-------- Material for this task

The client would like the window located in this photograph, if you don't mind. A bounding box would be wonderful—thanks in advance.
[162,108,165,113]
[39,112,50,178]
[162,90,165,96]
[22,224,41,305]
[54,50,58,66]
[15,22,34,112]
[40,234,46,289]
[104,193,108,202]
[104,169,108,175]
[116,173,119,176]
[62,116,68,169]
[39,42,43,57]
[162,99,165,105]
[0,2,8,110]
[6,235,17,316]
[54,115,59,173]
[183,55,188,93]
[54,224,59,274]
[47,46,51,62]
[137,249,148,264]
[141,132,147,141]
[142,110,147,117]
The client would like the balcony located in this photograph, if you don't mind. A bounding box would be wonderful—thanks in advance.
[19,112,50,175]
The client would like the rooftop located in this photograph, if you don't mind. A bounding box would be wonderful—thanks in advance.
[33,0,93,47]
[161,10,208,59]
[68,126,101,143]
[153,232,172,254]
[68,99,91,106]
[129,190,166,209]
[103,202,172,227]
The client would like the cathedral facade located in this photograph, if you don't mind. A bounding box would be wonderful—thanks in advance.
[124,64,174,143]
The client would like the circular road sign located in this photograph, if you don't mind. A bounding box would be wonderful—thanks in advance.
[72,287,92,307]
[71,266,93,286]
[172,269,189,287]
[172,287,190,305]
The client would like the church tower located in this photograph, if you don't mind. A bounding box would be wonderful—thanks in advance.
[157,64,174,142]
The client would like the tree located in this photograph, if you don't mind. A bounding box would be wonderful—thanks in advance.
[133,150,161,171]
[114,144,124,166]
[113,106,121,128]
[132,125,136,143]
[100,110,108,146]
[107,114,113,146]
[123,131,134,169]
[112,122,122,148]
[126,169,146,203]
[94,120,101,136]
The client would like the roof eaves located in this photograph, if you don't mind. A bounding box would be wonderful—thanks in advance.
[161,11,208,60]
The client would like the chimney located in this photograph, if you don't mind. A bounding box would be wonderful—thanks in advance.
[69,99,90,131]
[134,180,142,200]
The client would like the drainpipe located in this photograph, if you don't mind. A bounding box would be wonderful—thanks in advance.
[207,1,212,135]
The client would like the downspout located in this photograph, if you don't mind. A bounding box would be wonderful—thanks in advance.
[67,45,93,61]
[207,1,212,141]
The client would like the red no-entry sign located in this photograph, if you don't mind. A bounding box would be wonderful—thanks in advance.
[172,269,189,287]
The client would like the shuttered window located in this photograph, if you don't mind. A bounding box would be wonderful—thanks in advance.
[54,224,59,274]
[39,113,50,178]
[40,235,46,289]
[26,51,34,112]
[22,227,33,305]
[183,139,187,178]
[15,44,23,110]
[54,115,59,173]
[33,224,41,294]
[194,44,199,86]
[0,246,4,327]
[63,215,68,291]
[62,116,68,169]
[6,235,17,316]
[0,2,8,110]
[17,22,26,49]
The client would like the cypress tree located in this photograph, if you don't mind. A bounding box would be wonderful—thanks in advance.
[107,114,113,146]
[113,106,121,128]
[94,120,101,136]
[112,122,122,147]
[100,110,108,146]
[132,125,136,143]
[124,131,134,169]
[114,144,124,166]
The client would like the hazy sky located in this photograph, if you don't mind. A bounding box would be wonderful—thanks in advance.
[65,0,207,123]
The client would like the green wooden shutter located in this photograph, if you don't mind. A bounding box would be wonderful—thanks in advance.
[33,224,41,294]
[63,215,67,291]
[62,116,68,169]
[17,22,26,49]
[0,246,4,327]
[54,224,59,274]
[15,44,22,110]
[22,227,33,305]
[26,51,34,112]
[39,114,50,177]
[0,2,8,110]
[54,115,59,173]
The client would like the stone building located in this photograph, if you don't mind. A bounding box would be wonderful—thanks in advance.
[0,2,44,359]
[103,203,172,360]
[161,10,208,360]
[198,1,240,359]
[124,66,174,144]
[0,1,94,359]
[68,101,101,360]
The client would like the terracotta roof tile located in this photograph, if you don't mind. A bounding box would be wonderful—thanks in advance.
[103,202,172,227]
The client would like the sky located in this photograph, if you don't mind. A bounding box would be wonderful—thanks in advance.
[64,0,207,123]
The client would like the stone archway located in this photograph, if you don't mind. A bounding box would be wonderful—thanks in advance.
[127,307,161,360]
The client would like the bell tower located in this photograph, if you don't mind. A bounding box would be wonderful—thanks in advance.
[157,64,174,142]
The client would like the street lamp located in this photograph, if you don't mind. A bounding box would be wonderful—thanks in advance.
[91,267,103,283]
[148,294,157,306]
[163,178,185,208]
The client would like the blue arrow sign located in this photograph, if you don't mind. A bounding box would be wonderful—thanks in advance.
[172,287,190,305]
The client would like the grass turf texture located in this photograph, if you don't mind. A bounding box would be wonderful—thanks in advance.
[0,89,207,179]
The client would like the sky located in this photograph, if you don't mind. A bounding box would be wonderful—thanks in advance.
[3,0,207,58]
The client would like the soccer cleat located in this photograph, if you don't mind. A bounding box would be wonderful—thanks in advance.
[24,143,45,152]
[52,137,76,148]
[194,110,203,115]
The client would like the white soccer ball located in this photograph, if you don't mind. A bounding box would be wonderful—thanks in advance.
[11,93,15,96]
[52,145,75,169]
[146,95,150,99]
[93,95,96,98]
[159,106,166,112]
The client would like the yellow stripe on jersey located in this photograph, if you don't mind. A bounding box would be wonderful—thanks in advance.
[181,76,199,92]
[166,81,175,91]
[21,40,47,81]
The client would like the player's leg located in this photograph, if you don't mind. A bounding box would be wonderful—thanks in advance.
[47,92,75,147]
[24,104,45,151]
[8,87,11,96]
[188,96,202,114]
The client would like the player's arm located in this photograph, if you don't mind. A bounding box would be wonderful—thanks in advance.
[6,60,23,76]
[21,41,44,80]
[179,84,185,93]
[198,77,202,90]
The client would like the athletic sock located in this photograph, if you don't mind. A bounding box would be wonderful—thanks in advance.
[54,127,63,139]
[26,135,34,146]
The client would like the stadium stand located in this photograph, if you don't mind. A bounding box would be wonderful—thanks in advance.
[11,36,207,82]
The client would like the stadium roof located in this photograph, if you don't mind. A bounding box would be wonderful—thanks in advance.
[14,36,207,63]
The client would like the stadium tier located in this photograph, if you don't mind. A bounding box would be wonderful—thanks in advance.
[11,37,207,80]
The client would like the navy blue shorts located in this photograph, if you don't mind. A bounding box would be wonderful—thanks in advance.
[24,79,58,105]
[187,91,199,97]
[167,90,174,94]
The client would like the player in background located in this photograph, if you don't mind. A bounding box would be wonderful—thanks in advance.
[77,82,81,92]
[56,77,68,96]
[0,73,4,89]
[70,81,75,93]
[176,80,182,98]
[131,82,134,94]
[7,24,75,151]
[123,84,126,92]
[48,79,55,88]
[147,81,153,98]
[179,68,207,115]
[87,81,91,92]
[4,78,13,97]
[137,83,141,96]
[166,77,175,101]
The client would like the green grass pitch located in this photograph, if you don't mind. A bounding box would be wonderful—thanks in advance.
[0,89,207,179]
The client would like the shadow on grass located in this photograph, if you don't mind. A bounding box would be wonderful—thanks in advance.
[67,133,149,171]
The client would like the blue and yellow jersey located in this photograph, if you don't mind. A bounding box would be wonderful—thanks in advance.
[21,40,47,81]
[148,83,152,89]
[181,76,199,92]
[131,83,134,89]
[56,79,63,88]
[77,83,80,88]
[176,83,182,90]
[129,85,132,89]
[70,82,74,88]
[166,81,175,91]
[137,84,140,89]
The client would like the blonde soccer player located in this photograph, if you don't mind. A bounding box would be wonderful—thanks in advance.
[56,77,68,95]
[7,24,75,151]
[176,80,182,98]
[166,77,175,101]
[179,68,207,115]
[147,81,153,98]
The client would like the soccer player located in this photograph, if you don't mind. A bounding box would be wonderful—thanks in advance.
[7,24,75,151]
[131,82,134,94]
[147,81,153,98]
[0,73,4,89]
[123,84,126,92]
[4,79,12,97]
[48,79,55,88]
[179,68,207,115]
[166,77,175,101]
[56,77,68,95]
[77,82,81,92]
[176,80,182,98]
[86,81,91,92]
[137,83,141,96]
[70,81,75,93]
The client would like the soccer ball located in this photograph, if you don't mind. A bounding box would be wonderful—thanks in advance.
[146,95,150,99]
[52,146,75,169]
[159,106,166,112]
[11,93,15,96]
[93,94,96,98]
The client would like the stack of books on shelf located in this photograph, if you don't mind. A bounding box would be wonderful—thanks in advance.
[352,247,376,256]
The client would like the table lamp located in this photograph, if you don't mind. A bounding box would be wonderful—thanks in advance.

----------------

Work instructions: Find the line with "The client would like the soccer ball" in the listing above, then write out that line and each remaining line exactly, with no other text.

Response to the task:
The client would like the soccer ball located in this photograph, if you don't mind. A bounding box would be wonderful—thanks in advance.
[146,95,150,99]
[52,146,75,169]
[159,106,166,112]
[11,93,15,96]
[93,94,96,98]
The client would like the stack of books on shelf located in this photograph, if you don't mind. A bounding box would be wonderful—thanks in advance.
[352,247,376,256]
The client would like the table lamp located in this photograph, if you don't mind. A bounding box would be wonderful—thanks in advance.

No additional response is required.